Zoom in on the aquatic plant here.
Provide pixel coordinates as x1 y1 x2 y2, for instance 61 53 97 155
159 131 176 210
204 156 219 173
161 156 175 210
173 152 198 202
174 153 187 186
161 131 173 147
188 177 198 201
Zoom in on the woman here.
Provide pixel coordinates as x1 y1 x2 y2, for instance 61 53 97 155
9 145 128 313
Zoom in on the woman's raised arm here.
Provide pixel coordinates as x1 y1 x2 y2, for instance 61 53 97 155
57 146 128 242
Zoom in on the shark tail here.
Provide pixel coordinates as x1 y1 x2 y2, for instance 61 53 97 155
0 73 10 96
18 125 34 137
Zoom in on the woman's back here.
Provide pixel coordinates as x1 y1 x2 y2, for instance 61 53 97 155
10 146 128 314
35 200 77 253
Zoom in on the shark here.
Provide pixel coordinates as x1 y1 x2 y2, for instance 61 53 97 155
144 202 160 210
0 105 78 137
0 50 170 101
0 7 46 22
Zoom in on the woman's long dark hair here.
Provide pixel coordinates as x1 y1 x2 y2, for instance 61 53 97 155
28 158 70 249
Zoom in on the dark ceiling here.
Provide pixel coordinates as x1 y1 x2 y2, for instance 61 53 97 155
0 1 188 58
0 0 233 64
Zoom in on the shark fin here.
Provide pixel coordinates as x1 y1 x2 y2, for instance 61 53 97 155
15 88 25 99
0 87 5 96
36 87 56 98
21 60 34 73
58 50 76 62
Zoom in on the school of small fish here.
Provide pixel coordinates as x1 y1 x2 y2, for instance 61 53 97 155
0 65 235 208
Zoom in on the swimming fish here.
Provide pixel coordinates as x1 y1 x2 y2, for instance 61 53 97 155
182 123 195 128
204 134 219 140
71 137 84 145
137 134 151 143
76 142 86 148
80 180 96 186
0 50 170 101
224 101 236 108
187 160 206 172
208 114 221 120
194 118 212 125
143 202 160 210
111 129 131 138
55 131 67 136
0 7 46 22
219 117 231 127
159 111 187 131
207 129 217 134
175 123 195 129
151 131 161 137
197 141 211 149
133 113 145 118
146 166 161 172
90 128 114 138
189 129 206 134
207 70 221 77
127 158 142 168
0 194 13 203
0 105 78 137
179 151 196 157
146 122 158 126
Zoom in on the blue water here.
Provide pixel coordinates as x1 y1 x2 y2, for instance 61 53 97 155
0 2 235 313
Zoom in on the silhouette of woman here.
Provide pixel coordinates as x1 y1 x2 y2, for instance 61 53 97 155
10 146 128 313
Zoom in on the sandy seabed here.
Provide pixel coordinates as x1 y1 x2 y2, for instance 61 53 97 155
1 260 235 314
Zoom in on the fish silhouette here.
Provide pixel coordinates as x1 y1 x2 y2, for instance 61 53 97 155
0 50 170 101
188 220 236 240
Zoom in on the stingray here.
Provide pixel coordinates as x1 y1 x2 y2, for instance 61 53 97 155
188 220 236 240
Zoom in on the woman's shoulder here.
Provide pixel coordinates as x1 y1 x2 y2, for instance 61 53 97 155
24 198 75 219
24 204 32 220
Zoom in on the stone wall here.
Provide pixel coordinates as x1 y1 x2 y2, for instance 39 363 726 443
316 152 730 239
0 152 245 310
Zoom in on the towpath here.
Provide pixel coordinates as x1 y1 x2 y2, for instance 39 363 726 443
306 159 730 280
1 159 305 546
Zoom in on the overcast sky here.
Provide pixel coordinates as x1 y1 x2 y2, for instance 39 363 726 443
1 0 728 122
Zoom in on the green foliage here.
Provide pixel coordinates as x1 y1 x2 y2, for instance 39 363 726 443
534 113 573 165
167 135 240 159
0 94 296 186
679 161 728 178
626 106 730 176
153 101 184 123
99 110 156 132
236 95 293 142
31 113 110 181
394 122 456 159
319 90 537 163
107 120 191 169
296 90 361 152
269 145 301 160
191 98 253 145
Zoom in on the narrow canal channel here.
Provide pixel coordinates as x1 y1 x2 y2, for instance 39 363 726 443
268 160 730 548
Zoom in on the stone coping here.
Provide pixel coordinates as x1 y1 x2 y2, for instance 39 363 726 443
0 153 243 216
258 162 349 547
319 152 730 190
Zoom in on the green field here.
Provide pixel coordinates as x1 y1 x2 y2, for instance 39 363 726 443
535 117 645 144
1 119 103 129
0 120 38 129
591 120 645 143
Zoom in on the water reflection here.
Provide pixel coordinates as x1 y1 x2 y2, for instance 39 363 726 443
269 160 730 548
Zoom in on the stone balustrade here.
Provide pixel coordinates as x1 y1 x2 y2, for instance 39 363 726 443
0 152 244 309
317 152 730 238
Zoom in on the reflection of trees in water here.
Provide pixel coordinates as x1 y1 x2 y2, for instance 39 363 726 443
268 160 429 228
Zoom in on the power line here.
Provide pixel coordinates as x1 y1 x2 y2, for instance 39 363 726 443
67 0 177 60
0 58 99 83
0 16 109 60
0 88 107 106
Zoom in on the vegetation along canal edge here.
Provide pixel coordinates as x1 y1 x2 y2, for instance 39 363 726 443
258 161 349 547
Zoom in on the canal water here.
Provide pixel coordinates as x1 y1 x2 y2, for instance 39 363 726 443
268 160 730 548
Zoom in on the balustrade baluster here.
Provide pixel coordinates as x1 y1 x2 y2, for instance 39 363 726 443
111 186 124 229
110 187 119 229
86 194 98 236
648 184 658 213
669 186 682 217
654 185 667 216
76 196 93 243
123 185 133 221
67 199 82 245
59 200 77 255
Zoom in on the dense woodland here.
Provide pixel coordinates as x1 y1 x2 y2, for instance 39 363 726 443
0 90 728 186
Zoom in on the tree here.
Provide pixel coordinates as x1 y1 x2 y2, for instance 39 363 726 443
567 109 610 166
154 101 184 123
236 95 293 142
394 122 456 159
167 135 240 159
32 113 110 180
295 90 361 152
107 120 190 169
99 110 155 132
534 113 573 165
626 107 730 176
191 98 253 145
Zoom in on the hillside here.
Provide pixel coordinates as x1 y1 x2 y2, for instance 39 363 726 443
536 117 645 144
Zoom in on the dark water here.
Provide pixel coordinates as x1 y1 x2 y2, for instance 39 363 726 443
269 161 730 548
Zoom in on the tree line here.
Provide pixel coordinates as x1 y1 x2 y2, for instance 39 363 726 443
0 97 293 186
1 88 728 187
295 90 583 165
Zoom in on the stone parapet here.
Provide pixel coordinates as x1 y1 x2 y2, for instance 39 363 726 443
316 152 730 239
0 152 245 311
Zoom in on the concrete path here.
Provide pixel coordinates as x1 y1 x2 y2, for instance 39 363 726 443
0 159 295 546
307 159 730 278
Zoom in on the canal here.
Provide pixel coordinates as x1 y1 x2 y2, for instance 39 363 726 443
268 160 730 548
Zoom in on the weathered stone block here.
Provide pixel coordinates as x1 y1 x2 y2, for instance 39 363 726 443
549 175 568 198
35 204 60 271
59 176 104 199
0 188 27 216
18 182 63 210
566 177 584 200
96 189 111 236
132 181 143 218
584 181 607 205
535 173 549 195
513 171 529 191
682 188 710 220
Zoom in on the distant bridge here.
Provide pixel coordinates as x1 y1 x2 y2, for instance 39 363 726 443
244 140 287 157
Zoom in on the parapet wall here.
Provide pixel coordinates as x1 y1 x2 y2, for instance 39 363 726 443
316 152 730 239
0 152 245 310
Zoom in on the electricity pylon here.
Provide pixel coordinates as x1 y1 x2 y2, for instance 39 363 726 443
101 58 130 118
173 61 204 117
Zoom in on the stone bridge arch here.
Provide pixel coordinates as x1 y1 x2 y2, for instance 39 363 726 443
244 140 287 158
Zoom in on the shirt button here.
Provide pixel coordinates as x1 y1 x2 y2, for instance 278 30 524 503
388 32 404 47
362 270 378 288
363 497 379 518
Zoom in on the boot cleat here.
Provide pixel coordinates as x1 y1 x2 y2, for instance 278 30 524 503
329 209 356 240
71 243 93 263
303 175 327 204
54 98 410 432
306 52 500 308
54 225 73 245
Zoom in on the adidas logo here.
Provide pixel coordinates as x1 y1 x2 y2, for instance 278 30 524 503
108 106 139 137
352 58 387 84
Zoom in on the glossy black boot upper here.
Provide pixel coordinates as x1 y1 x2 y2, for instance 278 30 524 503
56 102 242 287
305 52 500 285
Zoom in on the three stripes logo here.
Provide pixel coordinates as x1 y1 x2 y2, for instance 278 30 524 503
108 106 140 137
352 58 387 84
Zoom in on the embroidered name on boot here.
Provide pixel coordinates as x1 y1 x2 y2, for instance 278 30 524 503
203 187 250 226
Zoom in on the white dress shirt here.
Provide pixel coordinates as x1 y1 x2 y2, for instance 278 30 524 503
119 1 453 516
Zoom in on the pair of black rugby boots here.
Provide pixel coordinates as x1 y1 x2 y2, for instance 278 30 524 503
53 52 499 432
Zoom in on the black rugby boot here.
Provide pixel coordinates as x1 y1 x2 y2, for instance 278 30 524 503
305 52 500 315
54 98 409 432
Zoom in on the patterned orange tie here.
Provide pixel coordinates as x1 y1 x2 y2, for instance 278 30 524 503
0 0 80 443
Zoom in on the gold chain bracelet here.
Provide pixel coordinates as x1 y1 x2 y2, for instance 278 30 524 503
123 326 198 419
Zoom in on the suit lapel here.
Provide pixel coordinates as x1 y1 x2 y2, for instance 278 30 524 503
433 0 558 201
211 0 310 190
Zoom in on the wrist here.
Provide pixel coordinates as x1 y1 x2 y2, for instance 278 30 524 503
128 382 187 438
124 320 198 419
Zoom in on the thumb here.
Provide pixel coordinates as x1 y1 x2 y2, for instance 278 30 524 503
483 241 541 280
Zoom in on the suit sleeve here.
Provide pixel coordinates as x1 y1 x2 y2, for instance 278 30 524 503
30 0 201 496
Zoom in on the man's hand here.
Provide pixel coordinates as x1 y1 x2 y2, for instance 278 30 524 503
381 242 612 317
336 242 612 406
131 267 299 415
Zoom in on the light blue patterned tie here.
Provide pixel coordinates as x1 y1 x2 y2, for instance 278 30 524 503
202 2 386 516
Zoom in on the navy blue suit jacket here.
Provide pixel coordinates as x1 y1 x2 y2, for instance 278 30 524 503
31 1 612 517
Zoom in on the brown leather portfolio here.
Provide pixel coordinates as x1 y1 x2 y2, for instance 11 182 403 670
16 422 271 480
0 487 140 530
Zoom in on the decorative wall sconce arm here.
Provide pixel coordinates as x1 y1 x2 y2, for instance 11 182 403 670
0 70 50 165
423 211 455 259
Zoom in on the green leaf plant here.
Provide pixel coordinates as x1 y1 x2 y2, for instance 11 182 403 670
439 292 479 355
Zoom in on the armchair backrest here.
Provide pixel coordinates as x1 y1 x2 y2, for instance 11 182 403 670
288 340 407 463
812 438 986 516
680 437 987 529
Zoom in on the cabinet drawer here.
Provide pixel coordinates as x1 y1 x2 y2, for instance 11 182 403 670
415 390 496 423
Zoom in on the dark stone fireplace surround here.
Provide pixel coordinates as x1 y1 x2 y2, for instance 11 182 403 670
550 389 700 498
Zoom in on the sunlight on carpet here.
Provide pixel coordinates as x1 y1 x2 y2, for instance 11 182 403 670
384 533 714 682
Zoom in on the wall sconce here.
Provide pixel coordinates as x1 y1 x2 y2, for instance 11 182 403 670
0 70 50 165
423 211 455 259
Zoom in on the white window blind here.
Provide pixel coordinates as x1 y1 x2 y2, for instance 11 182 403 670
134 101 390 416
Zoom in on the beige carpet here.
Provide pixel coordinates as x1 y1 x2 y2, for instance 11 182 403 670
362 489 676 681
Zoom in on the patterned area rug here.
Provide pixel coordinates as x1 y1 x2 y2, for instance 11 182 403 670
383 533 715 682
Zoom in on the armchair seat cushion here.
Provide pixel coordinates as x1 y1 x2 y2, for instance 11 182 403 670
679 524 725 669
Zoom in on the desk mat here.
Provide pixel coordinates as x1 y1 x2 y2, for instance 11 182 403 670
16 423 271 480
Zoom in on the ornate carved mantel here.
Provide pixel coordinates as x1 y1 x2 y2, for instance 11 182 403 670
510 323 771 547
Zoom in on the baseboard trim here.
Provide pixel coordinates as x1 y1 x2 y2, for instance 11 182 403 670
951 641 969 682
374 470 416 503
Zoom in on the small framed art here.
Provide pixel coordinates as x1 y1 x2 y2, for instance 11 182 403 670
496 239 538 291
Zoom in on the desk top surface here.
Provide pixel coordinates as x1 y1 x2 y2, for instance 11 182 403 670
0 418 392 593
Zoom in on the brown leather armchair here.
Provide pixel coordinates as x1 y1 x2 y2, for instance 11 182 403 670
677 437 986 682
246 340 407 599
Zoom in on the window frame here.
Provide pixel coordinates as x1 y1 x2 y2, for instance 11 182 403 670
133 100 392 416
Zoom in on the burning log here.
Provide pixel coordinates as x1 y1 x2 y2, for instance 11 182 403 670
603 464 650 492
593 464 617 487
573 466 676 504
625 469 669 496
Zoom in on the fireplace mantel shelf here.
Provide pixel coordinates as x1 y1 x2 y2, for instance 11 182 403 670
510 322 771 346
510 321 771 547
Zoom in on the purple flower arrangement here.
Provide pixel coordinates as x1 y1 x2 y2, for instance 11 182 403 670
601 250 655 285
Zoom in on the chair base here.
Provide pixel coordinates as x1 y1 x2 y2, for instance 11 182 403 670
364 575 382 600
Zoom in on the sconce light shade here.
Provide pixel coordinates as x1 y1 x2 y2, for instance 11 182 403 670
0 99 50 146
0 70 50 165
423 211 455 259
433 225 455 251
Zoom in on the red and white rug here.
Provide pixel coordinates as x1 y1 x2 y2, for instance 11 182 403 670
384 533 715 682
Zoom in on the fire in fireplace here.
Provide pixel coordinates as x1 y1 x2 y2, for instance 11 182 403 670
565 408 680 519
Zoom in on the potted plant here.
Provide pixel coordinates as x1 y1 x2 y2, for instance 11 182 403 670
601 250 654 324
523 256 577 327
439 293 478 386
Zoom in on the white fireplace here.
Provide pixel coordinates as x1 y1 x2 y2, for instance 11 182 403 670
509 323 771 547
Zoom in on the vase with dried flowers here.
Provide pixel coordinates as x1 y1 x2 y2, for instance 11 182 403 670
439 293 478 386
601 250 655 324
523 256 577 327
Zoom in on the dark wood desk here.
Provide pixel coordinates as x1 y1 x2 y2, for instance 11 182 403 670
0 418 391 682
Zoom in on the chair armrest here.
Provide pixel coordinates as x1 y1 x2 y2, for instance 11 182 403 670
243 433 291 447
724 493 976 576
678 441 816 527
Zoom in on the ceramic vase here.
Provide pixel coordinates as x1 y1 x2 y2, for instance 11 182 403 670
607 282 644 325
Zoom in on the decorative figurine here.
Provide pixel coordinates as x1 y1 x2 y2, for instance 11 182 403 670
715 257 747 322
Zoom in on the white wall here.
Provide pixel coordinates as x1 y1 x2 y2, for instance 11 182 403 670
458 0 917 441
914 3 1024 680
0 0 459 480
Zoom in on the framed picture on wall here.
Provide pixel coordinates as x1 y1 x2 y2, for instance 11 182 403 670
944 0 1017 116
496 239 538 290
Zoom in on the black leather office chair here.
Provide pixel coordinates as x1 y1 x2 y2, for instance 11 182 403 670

----------------

## [EXERCISE DETAILS]
Once the line with "Zoom in on the armchair seat cushion here." is found in the records above, print exactly that line and every line after it through the line with "Zoom in on the small framed art here.".

## [COMPLETED TASK]
Zoom in on the armchair seat cushion here.
Provide pixel coordinates as x1 y1 x2 y2, for instance 11 182 403 670
679 524 725 669
Zoom in on the desk mat here.
Provide pixel coordinates as x1 y1 x2 y2, for instance 11 182 403 670
16 423 271 480
Zoom in on the ornate carved mantel here.
Provide pixel coordinates as x1 y1 x2 y2, for instance 11 182 403 670
510 323 771 547
Zoom in on the baseboard trim here.
Provide pixel coordinates as x1 y1 x2 y2, for instance 11 182 403 670
951 641 969 682
374 470 416 503
Zoom in on the small framed art here.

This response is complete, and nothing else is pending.